Kutipan Terpilih

Sunday 15 March 2015

Terjebak Indah di Kota Budaya



Rindu adalah makhluk paling kejam. Jika tidak kuat, jangan berkenalan dengan jarak dan waktu. Karena rindu adalah anak dari keduanya. ---Yudhi Doank--- 

Yogyakarta, salah satu kota yang harus diberikan lantai dua, karena kini penuh dengan pendatang yang tinggal dilantai satu. Kota yang telah melahirkan jutaan sarjana. Saksi bisu jutaan mahasiswa di wisuda. Sejak dulu –ketika rumah kost belum begitu popular—kota ini sudah dikenal sebagai kota pelajar, atau jika tidak kota ini adalah kota budaya. Alangkah indahnya ketika keharmonisan budaya bisa disandingkan dengan ilmu pengetahuan. Saat jutaan ilmuan yang dilahirkan universitas, dengan waktu yang sama kota Jogja juga mengajarkan nilai budaya didalamnya.Dan itu semua mungkin hanya bisa di temukan dikota berlabel istimewa ini.
Tidak perlu panjang lebar mendeskripsikan kota Jogja, cukuplah satu kata istimewa. Tulisan ini berawal dari percakapan saya dengan seorang teman. Ketika hari minggu adalah hari istirahat bagi mereka para pekerja, hari libur untuk mereka pegawai dan pelajar. Namun tidak dengan segelintir kaum seperti kami. Ketika seorang teman bertanya- “Mas Yudhi aslinya (memang saya palsu?) mana mas? Maksud saya Jogjannya dimana?” mendengar pertanyaan itu sebetulnya sudah tidak asing lagi ditelinga saya. Saya pastikan dia bukan orang pertanya yang mengira saya penduduk asli kota ini. Sambil tersenyum saya katakan “Saya asalnya dari Belitung, Mbak”. Sontak ia kaget dengan jawaban yang saya berikan, dengan wajah heran dan mengisyaratkan bahwa ia sangat tidak percaya dengan jawaban saya. Sekilas ia menggambarkan tentang saya dengan kata-kata nya “Maaf mas, tapi dari wajahnya mas seperti orang jawa, gaya bicaranya juga. Tidak ada kemiripan dengan orang Sumatera”. Lagi, kata yang demikian keluar darinya bukanlah pertama kali ku dengar. Dia adalah orang yang kesekian yang berkata demikian.

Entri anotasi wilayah
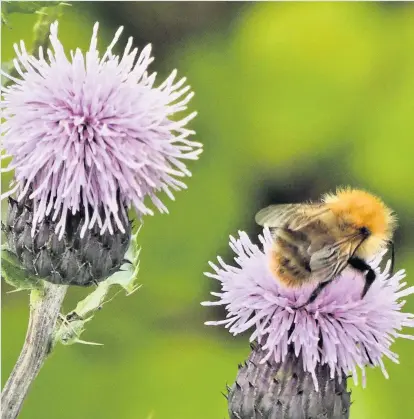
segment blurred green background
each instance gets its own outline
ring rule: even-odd
[[[33,41],[38,15],[13,13],[2,27],[2,60]],[[254,213],[277,202],[316,199],[337,185],[378,193],[397,212],[397,267],[414,271],[414,4],[83,2],[60,19],[65,46],[86,48],[101,22],[101,49],[119,25],[153,44],[160,80],[188,77],[204,144],[189,190],[169,215],[145,219],[142,288],[99,312],[85,339],[103,347],[58,347],[34,383],[22,419],[213,419],[220,394],[249,353],[248,336],[203,325],[217,284],[203,276],[229,234],[259,230]],[[3,188],[10,177],[4,176]],[[2,382],[20,351],[28,295],[2,289]],[[85,295],[70,290],[70,309]],[[414,311],[414,301],[406,310]],[[352,419],[414,417],[414,346],[398,341],[390,379],[368,372],[353,388]]]

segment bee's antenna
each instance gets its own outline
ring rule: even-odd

Tugas
Lanjutkan tulisan tentang Yogyakarta sebagai kota budaya di atas, dimulai dari kalimat berikutnya setelah bagian terakhir yang ditampilkan.

Jawaban Tugas
Berselang beberapa saat setelah kami sibuk didepan layar dengan pekerjaan masing-masing, tiba-tiba kembali ia bertanya “memangnya mas nggak kangen sama keluarga?” sebelumnya saya sempat bercerita kalau saya jarang pulang ke Belitung. Kembali, saya hanya tersenyum, bukan karena tidak memiliki jawaban, hanya saja pertanyaan tersebut telah ia jawab sendiri. “hehehe maaf mas, nanya nya begitu, pastilah kangen ya Mas? Haduuhhh”. Dalam waktu yang sama, saya sempat berpikir.”mengapa saya begitu betah dikota ini? Apakah saya lupa dengan desa dimana saya dilahirkan? Apa yang telah dijamu kota Jogja untuk saya? Apakah benar saya kini sudah terjebak nyaman dikota ini? Begitu banyak pertanyaan lain yang terbersit. Namun satu kalimat yang kini sangat membekas memangnya mas nggak kangen sama keluarga?”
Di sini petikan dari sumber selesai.